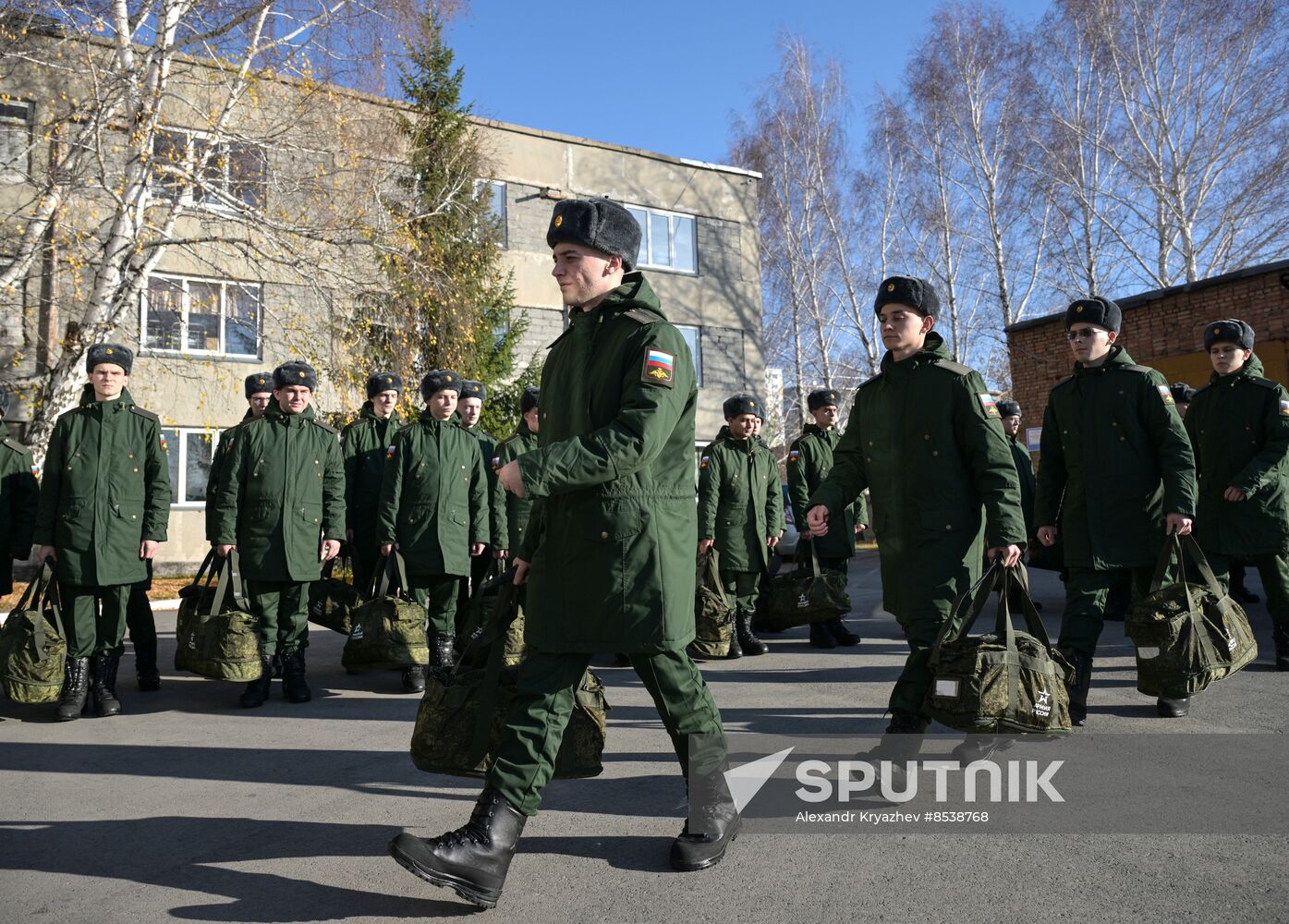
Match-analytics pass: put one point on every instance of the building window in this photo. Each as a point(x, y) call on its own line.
point(668, 240)
point(208, 317)
point(218, 173)
point(694, 336)
point(189, 451)
point(15, 138)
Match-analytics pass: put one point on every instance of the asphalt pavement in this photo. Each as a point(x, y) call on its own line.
point(187, 807)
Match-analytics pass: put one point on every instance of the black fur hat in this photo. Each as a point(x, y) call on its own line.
point(598, 225)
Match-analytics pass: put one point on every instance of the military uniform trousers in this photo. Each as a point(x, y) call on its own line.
point(283, 608)
point(1086, 591)
point(438, 594)
point(1273, 571)
point(97, 624)
point(544, 701)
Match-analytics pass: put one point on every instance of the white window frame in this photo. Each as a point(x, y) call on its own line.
point(211, 201)
point(646, 231)
point(185, 281)
point(182, 434)
point(696, 349)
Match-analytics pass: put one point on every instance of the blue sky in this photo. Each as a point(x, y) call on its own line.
point(669, 75)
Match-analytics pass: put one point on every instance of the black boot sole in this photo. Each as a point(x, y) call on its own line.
point(485, 898)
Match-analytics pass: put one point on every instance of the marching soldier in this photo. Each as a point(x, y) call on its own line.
point(611, 551)
point(19, 498)
point(1239, 425)
point(281, 506)
point(365, 443)
point(104, 505)
point(512, 512)
point(924, 438)
point(468, 408)
point(1115, 460)
point(741, 513)
point(809, 459)
point(433, 509)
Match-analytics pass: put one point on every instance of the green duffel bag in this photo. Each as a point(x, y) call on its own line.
point(33, 645)
point(333, 598)
point(462, 714)
point(215, 633)
point(1187, 636)
point(806, 596)
point(1004, 681)
point(388, 632)
point(713, 616)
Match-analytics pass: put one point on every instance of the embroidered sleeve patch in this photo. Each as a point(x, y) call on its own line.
point(659, 368)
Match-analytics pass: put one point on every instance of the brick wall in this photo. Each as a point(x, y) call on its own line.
point(1162, 329)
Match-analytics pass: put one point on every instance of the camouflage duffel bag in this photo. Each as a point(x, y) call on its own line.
point(806, 596)
point(33, 645)
point(215, 633)
point(713, 616)
point(460, 717)
point(388, 630)
point(1187, 636)
point(1001, 682)
point(333, 600)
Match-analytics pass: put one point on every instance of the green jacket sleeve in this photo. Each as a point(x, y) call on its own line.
point(51, 485)
point(1052, 473)
point(646, 418)
point(1266, 466)
point(709, 495)
point(984, 446)
point(333, 492)
point(391, 490)
point(1173, 447)
point(156, 480)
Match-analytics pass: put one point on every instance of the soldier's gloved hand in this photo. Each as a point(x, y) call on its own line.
point(508, 476)
point(816, 519)
point(521, 571)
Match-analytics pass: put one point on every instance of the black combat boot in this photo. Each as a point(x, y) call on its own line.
point(146, 666)
point(1077, 689)
point(414, 679)
point(75, 688)
point(296, 688)
point(750, 645)
point(444, 652)
point(472, 861)
point(102, 685)
point(257, 691)
point(820, 637)
point(835, 627)
point(717, 822)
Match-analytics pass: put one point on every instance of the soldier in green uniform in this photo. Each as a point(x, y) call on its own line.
point(1113, 460)
point(433, 509)
point(1239, 425)
point(809, 459)
point(611, 549)
point(104, 505)
point(19, 496)
point(512, 512)
point(468, 408)
point(741, 513)
point(365, 443)
point(924, 437)
point(281, 506)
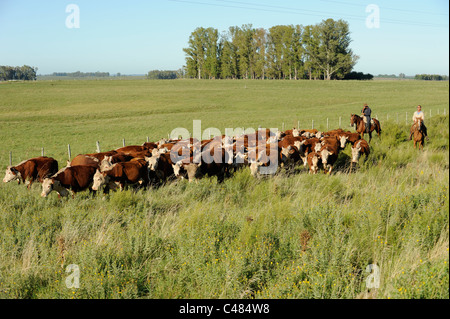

# # #

### Do this
Copy every one of the records above word for word, leaving out the pictures.

### Response to the task
Match-analytics pass: put one point on every instance of the building window in this photo. Each as a point(x, y) call on its own line.
point(668, 240)
point(208, 317)
point(218, 173)
point(694, 336)
point(189, 451)
point(15, 138)
Match-analytics pass: put one point on every instance of the asphalt pavement in this photo. Each as a point(x, y) call on its own line.
point(187, 807)
Match-analytics pass: put one point on every instance of the black fur hat in this photo. Each as a point(x, y) call on its own line.
point(598, 225)
Match-analytics pass: put one point on every instance of the military uniform trousers in this photo. Each as a point(x, y) call on its own line.
point(283, 608)
point(1086, 591)
point(438, 594)
point(1273, 571)
point(97, 624)
point(544, 701)
Match-analytics pass: put one point on every instance of the white window frame in this photo. Each as a point(x, y) call on its own line.
point(211, 201)
point(646, 231)
point(185, 281)
point(182, 434)
point(696, 349)
Match-analytics pass: put one point on every instance of the blue sky in this photo. Each as a point(x, y) call on its own line.
point(669, 75)
Match-analytics pass: put one point on every instance of the black boot sole in this photo. Each as a point(x, y) call on its own line.
point(485, 898)
Match-analytics pass: put one point on every instance of the marching soldier in this photo. Each as a point(x, y) call on its own line.
point(611, 551)
point(19, 498)
point(1239, 425)
point(281, 506)
point(365, 443)
point(104, 505)
point(512, 512)
point(924, 438)
point(468, 408)
point(1115, 460)
point(741, 513)
point(809, 459)
point(433, 509)
Match-analytics pass: put one point on every instance of the green duffel bag in this photo. Each as a point(x, y) call on its own line.
point(33, 645)
point(333, 598)
point(462, 714)
point(215, 633)
point(1187, 636)
point(806, 596)
point(1004, 681)
point(388, 632)
point(713, 616)
Match-analytics pass: put one point on every instance of the embroidered sleeve patch in this photo. Each as a point(x, y) call on its own line.
point(659, 368)
Match-analytics pass: put one point on every instance of the brick wall in this photo. Each as a point(x, y) call on its own line.
point(1162, 329)
Match-analytics pass: put one point on every instance of the camouflage duffel bag in this photo. Each as a point(x, y) call on its own line.
point(806, 596)
point(33, 645)
point(215, 633)
point(713, 616)
point(460, 717)
point(388, 630)
point(1187, 636)
point(1001, 682)
point(333, 600)
Match-analytics pass: put one point on every instance of the green jacket sleeve in this photo. Each as a point(x, y) call on its own line.
point(51, 485)
point(1052, 473)
point(646, 418)
point(1266, 466)
point(709, 495)
point(984, 446)
point(333, 492)
point(391, 490)
point(1173, 447)
point(156, 480)
Match-analytics pass: put one point on every instance of the soldier's gloved hand in this photo. Each as a point(x, y) call on its own line.
point(508, 476)
point(816, 519)
point(521, 571)
Match-analytics pass: put one point on every instance of the black combat boot in this photo. Each as a point(x, y) call on its own line.
point(146, 666)
point(1077, 689)
point(414, 679)
point(75, 688)
point(296, 688)
point(750, 645)
point(444, 652)
point(472, 861)
point(102, 685)
point(257, 691)
point(820, 637)
point(835, 627)
point(717, 822)
Match-analytics pass: put one point on every instance of the soldier in green uniform in this photo. Each as a point(x, y) call on its own line.
point(1113, 460)
point(433, 509)
point(1239, 425)
point(809, 459)
point(611, 549)
point(104, 505)
point(19, 496)
point(512, 512)
point(468, 408)
point(741, 513)
point(365, 443)
point(924, 437)
point(281, 506)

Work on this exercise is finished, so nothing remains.